» What is needed
Copy out the entries below with "Provide" switched to "Return" everywhere it appears and every other character unchanged. Leave the pictures out of your answer.

» Records provided
========================

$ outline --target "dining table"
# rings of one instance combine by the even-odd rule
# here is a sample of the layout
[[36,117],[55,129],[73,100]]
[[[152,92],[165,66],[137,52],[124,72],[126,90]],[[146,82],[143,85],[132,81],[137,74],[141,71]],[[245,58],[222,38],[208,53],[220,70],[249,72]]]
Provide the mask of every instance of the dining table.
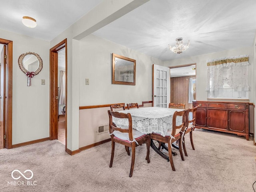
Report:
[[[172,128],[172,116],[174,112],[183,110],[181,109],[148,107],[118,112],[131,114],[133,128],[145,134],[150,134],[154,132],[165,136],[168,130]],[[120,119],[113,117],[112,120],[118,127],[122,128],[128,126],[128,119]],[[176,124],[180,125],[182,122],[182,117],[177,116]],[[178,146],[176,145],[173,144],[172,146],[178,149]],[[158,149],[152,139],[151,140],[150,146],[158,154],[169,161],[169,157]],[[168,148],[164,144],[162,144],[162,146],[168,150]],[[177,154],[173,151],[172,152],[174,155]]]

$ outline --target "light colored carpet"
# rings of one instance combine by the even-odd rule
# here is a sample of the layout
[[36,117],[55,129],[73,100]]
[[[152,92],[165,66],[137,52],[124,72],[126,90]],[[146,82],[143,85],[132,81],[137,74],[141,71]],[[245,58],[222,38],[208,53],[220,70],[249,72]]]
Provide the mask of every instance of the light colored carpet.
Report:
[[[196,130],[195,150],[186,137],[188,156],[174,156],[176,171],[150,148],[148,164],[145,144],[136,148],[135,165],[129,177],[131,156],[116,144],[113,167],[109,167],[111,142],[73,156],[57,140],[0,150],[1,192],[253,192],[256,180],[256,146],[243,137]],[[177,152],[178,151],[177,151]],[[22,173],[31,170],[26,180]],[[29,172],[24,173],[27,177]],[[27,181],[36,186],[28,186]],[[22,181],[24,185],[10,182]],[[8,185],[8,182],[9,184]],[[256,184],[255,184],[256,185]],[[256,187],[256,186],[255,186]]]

========================

» Answer below
$ outline --target "dining table"
# rings of one instance combine by the even-odd rule
# here is a sample of the layout
[[36,117],[55,129],[73,100]]
[[[152,92],[165,66],[137,52],[124,72],[126,90]],[[146,82],[143,85],[132,81],[137,74],[141,71]],[[245,58],[222,38],[208,53],[220,70],[249,72]]]
Return the mask of every instance of the dining table.
Report:
[[[172,128],[172,116],[174,112],[183,110],[181,109],[148,107],[118,112],[131,114],[133,128],[145,134],[150,134],[154,132],[165,136],[168,130]],[[120,119],[113,117],[112,120],[118,127],[122,128],[128,126],[128,119]],[[176,124],[180,125],[182,122],[182,117],[177,116]],[[178,146],[176,145],[173,144],[172,146],[178,149]],[[158,149],[152,139],[151,140],[150,146],[158,154],[169,161],[169,157]],[[168,148],[164,144],[162,144],[162,146],[168,150]],[[177,154],[173,151],[172,152],[174,155]]]

$ outline --target "light colored carpet"
# rings of one instance combine by the even-odd rule
# here is a sample of the layout
[[36,117],[55,129],[73,100]]
[[[152,92],[165,66],[137,52],[124,72],[126,90]],[[146,82],[143,85],[132,81],[137,74],[141,71]],[[245,58],[222,38],[208,53],[220,70],[249,72]]]
Return the mask of every instance of the light colored carpet.
Report:
[[[196,130],[195,150],[186,137],[188,156],[174,156],[176,171],[150,148],[148,164],[145,144],[136,148],[135,165],[129,177],[131,156],[116,144],[113,167],[109,167],[111,142],[73,156],[57,140],[0,150],[1,192],[253,192],[256,180],[256,146],[243,137]],[[177,152],[178,151],[177,151]],[[22,173],[31,170],[26,180]],[[29,172],[24,173],[27,177]],[[27,181],[36,186],[28,186]],[[22,181],[24,185],[10,182]],[[8,185],[8,182],[9,184]],[[256,184],[255,184],[256,185]],[[256,187],[256,186],[255,186]]]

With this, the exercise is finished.